> Text section
※ ※ ※
# T/C Hawken Question



## GAHUNTER60 (Sep 13, 2012)

I bought a T/C Hawken new back in 1974.  The rifle was a tack driver then (with maxi balls) and is a tack driver today with Power Belts, however I did have to replace the barrel a few years back when accuracy went to Hades (lesson learned: do not delay, even a few days, cleaning your muzzleloader after a range session.)  A great many deer have fallen to this rifle over the years on both primitive weapons WMA hunts and during regular season.

The newer barrel is a Green Mountain Hawken replacement barrel and is pretty accurate.  The problem is, ever since I bought it, there is an ever so slight delay in ignition.  Now, the delay is not nearly so long as with a flintlock, but long enough to cause a flinch if not expecting it.  It exists no matter what nipple is used.

However, I have found a way to eliminate this delay:  I remove the nipple and place a smidgeon of powder under it and screw it back in.  This makes ignition at least as fast as when the rifle was new, and rivals in-lines in speed.  I do this now every time I take the gun afield.

My question is, is this safe?  I mean, there is already a tremendous amount of back-pressure on the nipple threads from the main charge igniting.  I can't imagine that my less-than-one-grain primer charge causes much more pressure than already exists.

But I thought I'd ask.


----------



## 7Mag Hunter (Sep 13, 2012)

Check to make sure the flash holes in the bolster and nipple
line up to the barrel.....
I got a replacement bolster from CVA years ago and if I screw it
in tight to the barrel, the nipple does not line up to the hammer..


----------



## biskit1216 (Sep 13, 2012)

I have shot all different kinds of side locks, and I've always primed the nipple with a little powder. I've never had a problem. I used the real black powder with side locks, it has a lot more kick than the stuff we use today. I wouldn't worry to much unless you're shooting a really big charge.


----------



## Desert Rat (Sep 13, 2012)

Could be the nipple itself. I replaced mine with a CVA nipple and had issues with slow fire or miss fire. I went back to a TC nipple, when I found some, and the problem mostly cleared up. I still get the occasional slow fire with Pyrodex, but not Goex.


----------



## frankwright (Sep 13, 2012)

I would try a couple of different styles of nipples like a Spitfire or a Hot Shot. 
Or change to a musket cap as I did with both my Hawken style rifles. Much more fire and always goes boom.

This is what someone on another forum wrote when having the same problem as you:Then I came up with a really simple solution that works EVERY time.

1)WHEN LOADING THE GUN POUR YOUR POWDER DOWN THE BARREL.
2)TAP THE BUTT ON THE GROUND A COUPLE OF TIMES THEN PROCEED WITH YOUR LOADING PROCESS.
3) THEN POINTING THE GUN IN A SAFE DIRECTION, IF USING A RIGHT HANDED GUN, TURN THE GUN TO THE RIGHT AND TAP THE DRUM WITH THE HEEL OF YOUR HAND TWO OR THREE TIMES. ( TURN THE GUN TO THE LEFT FOR LEFT HANDED GUNS).
4) PLACE THE CAP ON THE NIPPLE AND CONTINUE WITH THE SHOOTING PROCESS.
※ ※ ※
> Short problem a
Pull out each line in the entries that contains the string "white". Matching is case-sensitive.
The forum thread and the entries are unrelated material.

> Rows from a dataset
※ ※ ※
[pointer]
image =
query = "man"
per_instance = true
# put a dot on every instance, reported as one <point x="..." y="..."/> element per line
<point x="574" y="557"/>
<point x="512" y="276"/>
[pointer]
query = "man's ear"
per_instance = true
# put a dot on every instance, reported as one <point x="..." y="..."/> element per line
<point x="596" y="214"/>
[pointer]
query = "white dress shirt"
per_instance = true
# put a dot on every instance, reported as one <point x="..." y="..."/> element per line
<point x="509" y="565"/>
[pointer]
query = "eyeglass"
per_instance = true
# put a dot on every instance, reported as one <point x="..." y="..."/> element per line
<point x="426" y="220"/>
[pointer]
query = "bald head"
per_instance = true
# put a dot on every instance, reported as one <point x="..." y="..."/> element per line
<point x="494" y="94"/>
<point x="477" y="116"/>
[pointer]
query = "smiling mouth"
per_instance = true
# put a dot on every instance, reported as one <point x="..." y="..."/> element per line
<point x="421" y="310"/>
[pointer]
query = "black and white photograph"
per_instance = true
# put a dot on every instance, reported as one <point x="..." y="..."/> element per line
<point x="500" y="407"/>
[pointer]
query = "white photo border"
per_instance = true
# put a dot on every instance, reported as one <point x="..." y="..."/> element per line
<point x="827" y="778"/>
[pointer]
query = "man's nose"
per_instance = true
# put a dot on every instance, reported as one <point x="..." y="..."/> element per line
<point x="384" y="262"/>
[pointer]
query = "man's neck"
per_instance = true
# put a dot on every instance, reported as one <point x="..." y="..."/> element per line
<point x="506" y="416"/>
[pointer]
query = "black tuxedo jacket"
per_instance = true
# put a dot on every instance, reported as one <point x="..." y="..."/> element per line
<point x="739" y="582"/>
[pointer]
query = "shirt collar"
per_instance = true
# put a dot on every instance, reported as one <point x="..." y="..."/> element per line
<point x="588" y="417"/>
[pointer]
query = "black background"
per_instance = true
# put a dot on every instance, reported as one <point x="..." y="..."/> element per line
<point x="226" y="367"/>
※ ※ ※
> Short problem b
Give the username of each person who posted in the muzzleloader forum thread, in the order they appear.

> Complete output a
query = "white dress shirt"
query = "black and white photograph"
query = "white photo border"

> Complete output b
GAHUNTER60
7Mag Hunter
biskit1216
Desert Rat
frankwright